Muscle Strengthening 2x/Week Helps Prevent LBP

A new study has used Department of Health and Human Services (DHHS) recommendations on muscle strengthening activity to evaluate the effect of such exercises in preventing low back pain (LBP).

The research, “Associations Between Low Back Pain and Muscle-strengthening Activity in U.S. Adults,” appears in the August 15, 2017 edition of Spine. A co-author on this work, Albatool Alnojeidi, M.S.H. is with the Department of Clinical and Applied Movement Sciences at the University of North Florida in Jacksonville.

Dr. Alnojeidi told OTW, “Chronic low back pain has been shown to have a significant impact on individuals, their families, professional life, and communities. It is one of the most common health problems causing suffering and disability, and it is a leading cause of physical inactivity. In addition to the physical impairments and professional detriments, chronic low back pain increases the financial burden to the healthcare system by augmenting medical treatment costs.”

» **DATASET**:
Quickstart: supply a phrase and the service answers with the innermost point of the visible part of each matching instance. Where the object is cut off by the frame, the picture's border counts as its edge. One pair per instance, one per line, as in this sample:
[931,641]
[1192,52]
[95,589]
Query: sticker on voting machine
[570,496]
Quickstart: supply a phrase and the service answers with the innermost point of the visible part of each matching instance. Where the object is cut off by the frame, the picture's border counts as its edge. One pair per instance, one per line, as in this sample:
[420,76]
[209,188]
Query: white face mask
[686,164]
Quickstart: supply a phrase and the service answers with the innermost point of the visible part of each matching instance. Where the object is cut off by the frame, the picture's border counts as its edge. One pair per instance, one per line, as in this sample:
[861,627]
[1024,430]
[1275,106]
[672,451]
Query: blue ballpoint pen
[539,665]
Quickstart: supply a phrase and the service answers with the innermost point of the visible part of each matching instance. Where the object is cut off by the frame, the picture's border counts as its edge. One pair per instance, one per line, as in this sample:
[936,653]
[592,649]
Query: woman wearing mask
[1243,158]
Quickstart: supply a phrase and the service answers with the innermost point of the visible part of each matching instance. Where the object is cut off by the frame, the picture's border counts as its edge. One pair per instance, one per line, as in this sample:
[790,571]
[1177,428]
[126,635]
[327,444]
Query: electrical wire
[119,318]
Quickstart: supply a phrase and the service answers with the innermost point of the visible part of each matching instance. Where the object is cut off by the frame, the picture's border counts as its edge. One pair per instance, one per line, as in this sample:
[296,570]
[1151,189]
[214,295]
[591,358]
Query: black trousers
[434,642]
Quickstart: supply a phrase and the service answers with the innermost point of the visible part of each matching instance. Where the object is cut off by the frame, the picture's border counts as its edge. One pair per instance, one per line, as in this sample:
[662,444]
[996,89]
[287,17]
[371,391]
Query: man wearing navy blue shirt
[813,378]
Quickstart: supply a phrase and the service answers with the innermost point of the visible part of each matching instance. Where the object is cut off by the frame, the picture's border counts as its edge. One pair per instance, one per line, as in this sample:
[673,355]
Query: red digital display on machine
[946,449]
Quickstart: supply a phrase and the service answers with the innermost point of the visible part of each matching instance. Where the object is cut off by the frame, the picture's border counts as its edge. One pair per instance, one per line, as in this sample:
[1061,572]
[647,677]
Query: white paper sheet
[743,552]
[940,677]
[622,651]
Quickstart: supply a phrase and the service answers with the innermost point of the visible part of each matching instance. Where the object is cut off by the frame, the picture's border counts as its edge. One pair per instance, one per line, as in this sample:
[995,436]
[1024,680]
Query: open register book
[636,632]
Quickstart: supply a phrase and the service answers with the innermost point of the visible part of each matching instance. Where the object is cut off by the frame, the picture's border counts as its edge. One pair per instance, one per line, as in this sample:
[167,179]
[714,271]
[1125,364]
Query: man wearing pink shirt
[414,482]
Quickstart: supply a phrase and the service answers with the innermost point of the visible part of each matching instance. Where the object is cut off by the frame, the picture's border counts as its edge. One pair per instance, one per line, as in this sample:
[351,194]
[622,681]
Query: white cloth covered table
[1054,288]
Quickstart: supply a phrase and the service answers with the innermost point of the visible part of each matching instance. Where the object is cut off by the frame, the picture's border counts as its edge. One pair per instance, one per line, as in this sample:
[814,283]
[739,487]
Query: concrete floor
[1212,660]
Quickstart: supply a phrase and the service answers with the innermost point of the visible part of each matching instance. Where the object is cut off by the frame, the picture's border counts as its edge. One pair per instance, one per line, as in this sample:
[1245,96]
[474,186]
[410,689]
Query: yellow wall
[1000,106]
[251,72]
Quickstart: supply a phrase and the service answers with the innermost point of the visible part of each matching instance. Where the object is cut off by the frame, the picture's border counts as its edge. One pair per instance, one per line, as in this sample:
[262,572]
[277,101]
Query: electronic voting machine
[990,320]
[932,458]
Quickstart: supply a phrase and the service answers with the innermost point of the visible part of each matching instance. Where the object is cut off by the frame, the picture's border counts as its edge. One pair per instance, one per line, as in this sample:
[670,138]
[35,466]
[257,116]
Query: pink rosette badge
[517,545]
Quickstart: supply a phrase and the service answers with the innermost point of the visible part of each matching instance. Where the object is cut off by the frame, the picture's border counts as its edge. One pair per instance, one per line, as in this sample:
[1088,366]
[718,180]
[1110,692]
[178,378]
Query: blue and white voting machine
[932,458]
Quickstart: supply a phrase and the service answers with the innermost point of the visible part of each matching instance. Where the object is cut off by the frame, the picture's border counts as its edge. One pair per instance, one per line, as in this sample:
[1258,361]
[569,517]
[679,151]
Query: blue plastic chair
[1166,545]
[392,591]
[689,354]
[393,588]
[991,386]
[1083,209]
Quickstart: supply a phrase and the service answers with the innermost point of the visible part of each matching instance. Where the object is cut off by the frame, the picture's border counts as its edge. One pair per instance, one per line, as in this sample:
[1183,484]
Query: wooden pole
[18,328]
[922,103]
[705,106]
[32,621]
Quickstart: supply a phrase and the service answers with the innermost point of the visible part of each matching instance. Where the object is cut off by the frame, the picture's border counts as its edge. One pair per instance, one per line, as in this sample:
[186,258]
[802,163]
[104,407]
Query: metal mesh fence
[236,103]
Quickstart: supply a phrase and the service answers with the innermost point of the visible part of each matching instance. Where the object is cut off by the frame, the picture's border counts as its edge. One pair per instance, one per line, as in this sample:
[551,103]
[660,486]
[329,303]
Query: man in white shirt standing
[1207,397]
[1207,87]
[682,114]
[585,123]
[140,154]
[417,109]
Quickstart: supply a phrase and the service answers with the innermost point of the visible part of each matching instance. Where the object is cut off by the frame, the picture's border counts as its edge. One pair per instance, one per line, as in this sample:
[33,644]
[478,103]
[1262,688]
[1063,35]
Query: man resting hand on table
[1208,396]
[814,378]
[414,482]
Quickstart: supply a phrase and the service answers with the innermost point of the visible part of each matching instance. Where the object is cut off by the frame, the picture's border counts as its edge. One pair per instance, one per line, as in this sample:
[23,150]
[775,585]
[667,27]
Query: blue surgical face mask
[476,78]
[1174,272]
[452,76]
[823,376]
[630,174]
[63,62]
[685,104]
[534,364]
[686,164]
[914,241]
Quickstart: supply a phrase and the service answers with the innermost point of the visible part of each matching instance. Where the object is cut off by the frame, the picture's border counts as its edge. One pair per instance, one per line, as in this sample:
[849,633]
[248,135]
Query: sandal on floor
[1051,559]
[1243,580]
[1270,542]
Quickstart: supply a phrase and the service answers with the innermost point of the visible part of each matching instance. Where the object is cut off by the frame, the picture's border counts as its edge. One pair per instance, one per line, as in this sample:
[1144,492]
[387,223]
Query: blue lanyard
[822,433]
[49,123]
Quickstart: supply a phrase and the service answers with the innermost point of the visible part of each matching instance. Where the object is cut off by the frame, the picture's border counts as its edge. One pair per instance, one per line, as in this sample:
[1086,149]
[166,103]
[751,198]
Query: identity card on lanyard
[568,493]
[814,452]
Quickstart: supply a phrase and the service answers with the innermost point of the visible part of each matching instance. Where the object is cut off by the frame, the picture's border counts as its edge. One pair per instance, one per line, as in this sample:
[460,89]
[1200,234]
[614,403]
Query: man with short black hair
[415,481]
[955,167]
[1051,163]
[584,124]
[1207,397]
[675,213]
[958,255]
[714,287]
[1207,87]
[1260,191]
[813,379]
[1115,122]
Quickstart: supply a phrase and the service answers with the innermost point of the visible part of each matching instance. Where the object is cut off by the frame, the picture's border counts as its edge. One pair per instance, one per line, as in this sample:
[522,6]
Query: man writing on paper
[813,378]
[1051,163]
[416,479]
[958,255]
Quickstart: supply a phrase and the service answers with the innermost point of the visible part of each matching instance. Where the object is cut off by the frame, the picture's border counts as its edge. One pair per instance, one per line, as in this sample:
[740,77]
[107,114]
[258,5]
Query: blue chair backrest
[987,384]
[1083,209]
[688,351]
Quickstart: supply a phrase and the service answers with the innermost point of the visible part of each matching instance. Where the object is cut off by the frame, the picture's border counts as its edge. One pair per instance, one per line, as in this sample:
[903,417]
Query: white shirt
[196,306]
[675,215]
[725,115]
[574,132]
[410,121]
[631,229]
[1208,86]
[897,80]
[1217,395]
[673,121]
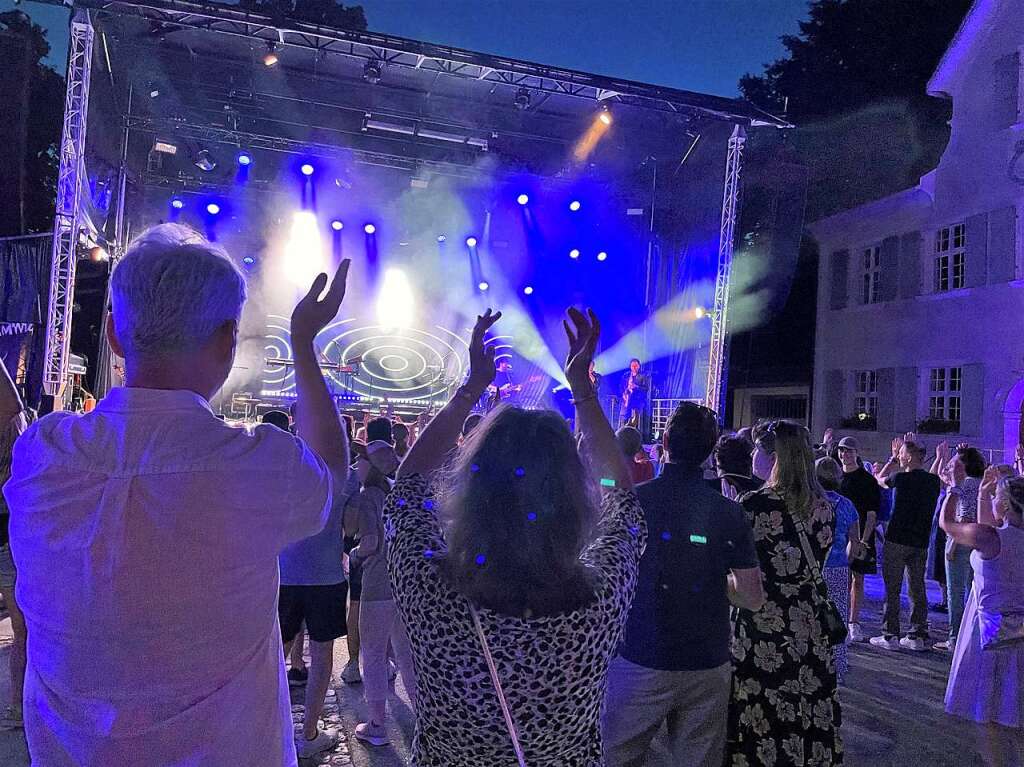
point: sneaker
(350, 674)
(373, 733)
(11, 719)
(913, 643)
(886, 641)
(325, 740)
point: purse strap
(498, 688)
(809, 556)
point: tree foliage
(854, 84)
(325, 12)
(43, 121)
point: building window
(949, 258)
(866, 400)
(944, 393)
(870, 273)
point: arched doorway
(1013, 421)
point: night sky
(701, 45)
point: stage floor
(892, 709)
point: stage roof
(431, 103)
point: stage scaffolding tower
(66, 221)
(717, 357)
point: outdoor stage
(455, 180)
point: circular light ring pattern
(418, 349)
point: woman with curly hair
(784, 705)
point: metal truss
(253, 140)
(393, 51)
(717, 360)
(66, 226)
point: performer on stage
(504, 389)
(635, 388)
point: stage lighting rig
(373, 73)
(204, 161)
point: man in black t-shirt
(674, 666)
(863, 491)
(916, 492)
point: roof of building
(981, 16)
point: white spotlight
(394, 301)
(304, 257)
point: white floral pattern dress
(784, 705)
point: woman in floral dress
(784, 707)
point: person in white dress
(986, 680)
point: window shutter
(886, 383)
(889, 262)
(1006, 90)
(834, 397)
(905, 399)
(909, 265)
(1003, 245)
(840, 262)
(977, 250)
(972, 399)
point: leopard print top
(553, 670)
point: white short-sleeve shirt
(146, 536)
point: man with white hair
(146, 533)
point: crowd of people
(549, 595)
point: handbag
(833, 623)
(509, 724)
(1000, 630)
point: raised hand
(481, 357)
(583, 337)
(897, 444)
(312, 313)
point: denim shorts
(7, 571)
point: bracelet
(466, 393)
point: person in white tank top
(986, 684)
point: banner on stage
(15, 329)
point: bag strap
(809, 555)
(498, 688)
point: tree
(854, 84)
(43, 118)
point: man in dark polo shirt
(674, 668)
(862, 488)
(905, 549)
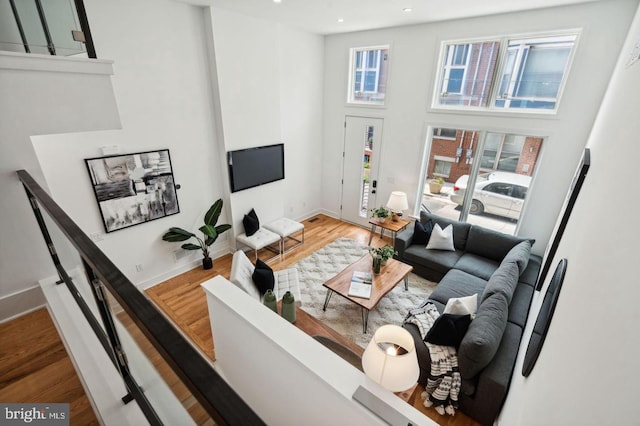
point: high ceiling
(321, 16)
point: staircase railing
(217, 398)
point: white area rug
(342, 315)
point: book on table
(361, 284)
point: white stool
(285, 228)
(263, 238)
(285, 279)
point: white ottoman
(285, 228)
(263, 238)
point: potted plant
(435, 185)
(209, 229)
(383, 254)
(381, 213)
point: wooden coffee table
(389, 276)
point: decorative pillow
(448, 330)
(441, 239)
(422, 232)
(263, 277)
(251, 223)
(462, 306)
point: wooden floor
(183, 300)
(35, 367)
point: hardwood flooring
(35, 367)
(183, 300)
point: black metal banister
(220, 401)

» **TASKS**:
1/ In the article on low back pain, which journal published the study, and in which edition?
2/ Transcribe the article on low back pain, beginning at the words "Muscle Strengthening 2x/Week" and stopping after "back pain (LBP).".
3/ Write the next part of the article on low back pain, picking up after its final sentence.

» **ANSWERS PROVIDED**:
1/ Spine, in its August 15, 2017 edition.

2/
Muscle Strengthening 2x/Week Helps Prevent LBP

A new study has used Department of Health and Human Services (DHHS) recommendations on muscle strengthening activity to evaluate the effect of such exercises in preventing low back pain (LBP).

3/
“Muscle strengthening activity, on the other side, has been used clinically to treat low back pain. However, there is inconclusive data regarding the preventative effect of muscle strengthening activity on low back pain. Thus, we wanted to see if being engaged in muscle strengthening activity reduces the odds of low back pain. Not only that, but we wanted to stress on meeting the U.S. physical activity guidelines since that it has not been evaluated before with low back pain.”

“We evaluated a nationally representative sample of U.S. adults (N= 12,721) utilizing the1999-2004 NHANES [National Health and Nutrition Examination Survey]. Though, since the most recent NHANES muscle strengthening activity and chronic low back pain data were collected from 1999-2004, the analyzed data may not be reflective of the current U.S. adult population. Furthermore, we created the muscle strengthening activity variable with three categories: no muscle strengthening activity; some muscle strengthening activity, and meeting the DHHS muscle strengthening activity recommendation. Thus, the intention of evaluating meeting the U.S. physical activity guidelines was addressed.”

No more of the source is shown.